- [EXTRAIT]:
------------------------------
Macron sera-t-il l’exception ou la fin d’un mythe ? Le véritable défi à la Démocratie occidentale semble se trouver ailleurs, dans son essence libérale que dénonce la montée des votes protestataires lors des dernières élections françaises. En plus des électeurs de La France Insoumise, les abstentions et le vote blanc ont une portée politique. Au moins, un quart de l’électorat français ne semble plus faire confiance au système en place. En y ajoutant les voix obtenues par les candidats désireux de sortir de la Vème République, on a le sentiment que les déçus du système actuel sont plus nombreux.
Le marqueur essentiel de cette soif de changement sera sans doute l’ampleur des mouvements de résistance populaire annoncés par les forces sociales hostiles aux politiques envisagées par Macron. Les révoltes sociales en gestation et les manifestations des jeunes rejetant à la fois Macron et Le Pen n’annoncent-elles pas un possible nouveau Mai 68 ? L’avenir nous le dira. Il semble de plus en plus clair que le modèle néolibéral de Démocratie semble avoir atteint ses limites un peu partout dans le monde, en Europe comme en Amérique.
Mais comment sortir du système ?
Ne faut-il pas à cet effet construire une alternative au bulletin de vote ? Le changement par la voie électorale n’est-il pas un mirage ? Le coup d’Etat sanglant du Chili contre l’expérience de Salvador Allende en 1973, le coup d’Etat constitutionnel contre Dilma Roussef au Brésil en 2016 et la guerre économique et financière en cours au Venezuela contre Maduro, n’amènent-ils pas à s’interroger sur les limites du changement par la voie des urnes ?
Tant que les règles du fonctionnement démocratique seront dominées par les puissances d’argent, ne serait-il pas difficile de changer le système de l’intérieur ? Que faire ? Comment donner un souffle nouveau à la Démocratie ? Ne faut-il pas chercher à la réinventer ? Sortir des sentiers battus ?
En Afrique, l’impasse démocratique est aujourd’hui cruelle. Elle fait même parfois regretter à nos populations les périodes de dictature militaire. L’échec des processus de démocratisation est partout patent. La démocratie partisane, celle des partis politiques, a perdu aux yeux des citoyens tout crédit. Le bulletin de vote ne leur a pas permis de s’approprier la Démocratie.
------------------------------
- [LIGNES FOURNIES]:
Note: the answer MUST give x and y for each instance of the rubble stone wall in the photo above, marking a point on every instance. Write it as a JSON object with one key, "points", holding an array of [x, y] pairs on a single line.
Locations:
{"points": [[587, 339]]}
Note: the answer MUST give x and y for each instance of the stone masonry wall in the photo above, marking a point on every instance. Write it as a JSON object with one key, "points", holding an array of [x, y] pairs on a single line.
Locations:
------------------------------
- [CONSIGNE 1]: D'après l'extrait, en quelle année a eu lieu le coup d'État constitutionnel contre Dilma Roussef au Brésil ?
- [CONSIGNE 2]: Recopiez le passage de l'extrait qui commence par "Tant que les" et se termine par "s’approprier la Démocratie.", en substituant "profonde" à "cruelle".

- [RÉPONSE RÉDIGÉE 1]: En 2016.

- [RÉPONSE RÉDIGÉE 2]:
Tant que les règles du fonctionnement démocratique seront dominées par les puissances d’argent, ne serait-il pas difficile de changer le système de l’intérieur ? Que faire ? Comment donner un souffle nouveau à la Démocratie ? Ne faut-il pas chercher à la réinventer ? Sortir des sentiers battus ?
En Afrique, l’impasse démocratique est aujourd’hui profonde. Elle fait même parfois regretter à nos populations les périodes de dictature militaire. L’échec des processus de démocratisation est partout patent. La démocratie partisane, celle des partis politiques, a perdu aux yeux des citoyens tout crédit. Le bulletin de vote ne leur a pas permis de s’approprier la Démocratie.